───── Alıntı ─────
SAHİH-İ MÜSLİM |
CUMA |
174- GÜNEŞİN ZEVALİ
ZAMANINDA CUMA NAMAZI BABI
1986- Bize Ebu Bekr b.
Ebi Şeybe ve İshak b. İbrahim de tahdis etti. Ebu Bekr dedi ki: Bize Yahya b.
Adem tahdis etti, bize Hasan b. Ayyaş, Cafer b. Muhammed'den tahdis etti, o
babasından, o Cabir b. Abdullah'dan şöyle dediğini rivayet etti: Resulullah
(Sallallahu aleyhi ve Sellem) ile birlikte namaz kılar sonra dönüp su taşıyan
develerimizi dinlendirirdik.
Hasan dedi ki: Ben
Cafer'e: Bu hangi saatte oluyordu, dedim. O: Güneşin zevali vaktinde, dedi.
Diğer tahric: Nesai
1389
1987- Bana Kasım b.
Zekeriya da tahdis etti, bize Halid b. Mahled de tahdis etti. (H.) Bana
Abdullah b. Abdurrahman ed-Darimi de tahdis etti, bize Yahya b. Hassan tahdis
etti, ikisi birlikte dedi ki: Bize Süleyman b. Bilal, Cafer'den tahdis etti, o
babasından rivayet ettiğine göre Cabir b. Abdullah'a:
Resulullah (Sallallahu
aleyhi ve Sellem) Cuma namazını ne zaman kılardı? diye sormuş. O: Biz namazı
kılar, sonra develerimize gider onları dinlendirirdik, dedi. Abdullah hadisi
rivayetinde: Güneş zevale erdiği zaman, ibaresini de eklemiştir. Develerinden
kastı ise su taşıyan develeridir.
1988- Bize Abdullah b.
Mesleme b. Ka'neb, Yahya b. Yahya ve Ali b. Hucr tahdis etti. Yahya: Bize
Abdulaziz b. Ebu Hazim babasından haber verdi derken diğer ikisi tahdis etti,
dedi. O, Sehl'den şöyle dediğini rivayet etti: Bizler ancak cumadan sonra
kaylule yapar ve yemek yerdik.
İbn Hucr ayrıca:
"Nebi (Sallallahu aleyhi ve Sellem) zamanında" ibaresini eklemiştir.
───── Veri satırları ─────
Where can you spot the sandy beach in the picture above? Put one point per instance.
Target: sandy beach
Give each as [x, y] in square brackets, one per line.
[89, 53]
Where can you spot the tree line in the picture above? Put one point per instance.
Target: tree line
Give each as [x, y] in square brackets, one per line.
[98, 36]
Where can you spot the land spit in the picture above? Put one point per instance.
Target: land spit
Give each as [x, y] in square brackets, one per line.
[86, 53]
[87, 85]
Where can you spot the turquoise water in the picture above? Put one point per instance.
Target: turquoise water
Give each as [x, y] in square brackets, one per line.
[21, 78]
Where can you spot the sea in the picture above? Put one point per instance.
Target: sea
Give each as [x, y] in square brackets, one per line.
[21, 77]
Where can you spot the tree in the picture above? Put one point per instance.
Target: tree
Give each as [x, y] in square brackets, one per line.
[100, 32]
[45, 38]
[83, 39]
─────
* **Yapılacaklar**
1) Cuma namazının vaktiyle ilgili metne göre Hasan sorduğunda Cafer bunun hangi vakitte olduğunu söyledi?
2) Cuma namazının vaktiyle ilgili metni son cümlesinden sonra sürdürerek yazın.
Bu verilere ihtiyaç yoktur.

* **Beklenen sonuçlar**
1) Güneşin zevali vaktinde.

2)
Diğer tahric: Buhari,
939; Tirmizi, 525; İbn Mace, 1099
1989- Bize Yahya b.
Yahya ve İshak b. İbrahim de tahdis edip dedi ki: Bize Veki', Ya'la b. el-Haris
el-Muharibi'den haber verdi. O Iyaz b. Seleme b. el-Ekva'dan, o babasından
şöyle rivayet etti: Biz güneş zevale erdiği zaman Resulullah (Sallallahu aleyhi
ve Sellem) ile birlikte cuma namazını kılar, sonra geri döndüğümüzde gölgelik
yerde yürümeye dikkat ederdik.
Diğer tahric: Buhari,
4169 -buna yakın-; Ebu Davud, 1085 -buna yakın-; Nesai, 1390 -buna yakın-; İbn
Mace, 1100 -buna yakın-
1990- Bize İshak b.
İbrahim de tahdis etti, bize Hişam b. Abdulmelik haber verdi, bize Ya'la b.
el-Haris, İyas b. Seleme b. el-Ekva'dan tahdis etti, o babasından şöyle
dediğini rivayet etti: Resulullah (Sallallahu aleyhi ve Sellem) ile birlikte
cuma namazını kılardık, geri döndüğümüzde ise duvarların altında sığınacağımız
bir gölgeleri olduğunu göremezdik.
AÇIKLAMA: Cabir'in
hadisinde (1986): "Resulullah (Sallallahu aleyhi ve Sellem) ile birlikte
namaz kılardık. Sonra geri dönüp su taşıyan develerimizi dinlendirirdik"
demiş ve namazın kılınış vaktini "güneşin zevali" diye açıklamıştır.
Diğer rivayette ise (1987) "güneş zevale erdiği zaman" diye
açıklamıştır. Sehl'in rivayet ettiği hadiste ise (1988): "Biz ancak cumadan
sonra kaylule yapar ve yemek yerdik" derken, Seleme hadisinde (1989):
"Güneş zevale erdiği zaman Resulullah (Sallallahu aleyhi ve Sellem) ile
birlikte cuma namazı kılardık, sonra da döndüğümüzde gölgelikleri
araştırırdık." Bir diğer rivayette ise (1990) "duvarların altında
gölgeleneceğimiz bir gölgesi olduğunu görmezdik" denilmektedir.
Bütün bu hadisler cuma
namazının erken kılınması hususunda açıktır.
İmam Malik, Ebu Hanife,
Şafii, ashab ve tabiin ile onlardan sonra gelenlerin ilim adamlarının büyük
çoğunluğu cuma namazı ancak güneşin zevale ermesinden sonra caiz olur,
demişlerdir. Bu hususta İmam Ahmed ile İshak'tan başka muhalefet eden
olmamıştır. Her ikisi zevalden önce kılınmasının caiz olduğunu söylemişlerdir.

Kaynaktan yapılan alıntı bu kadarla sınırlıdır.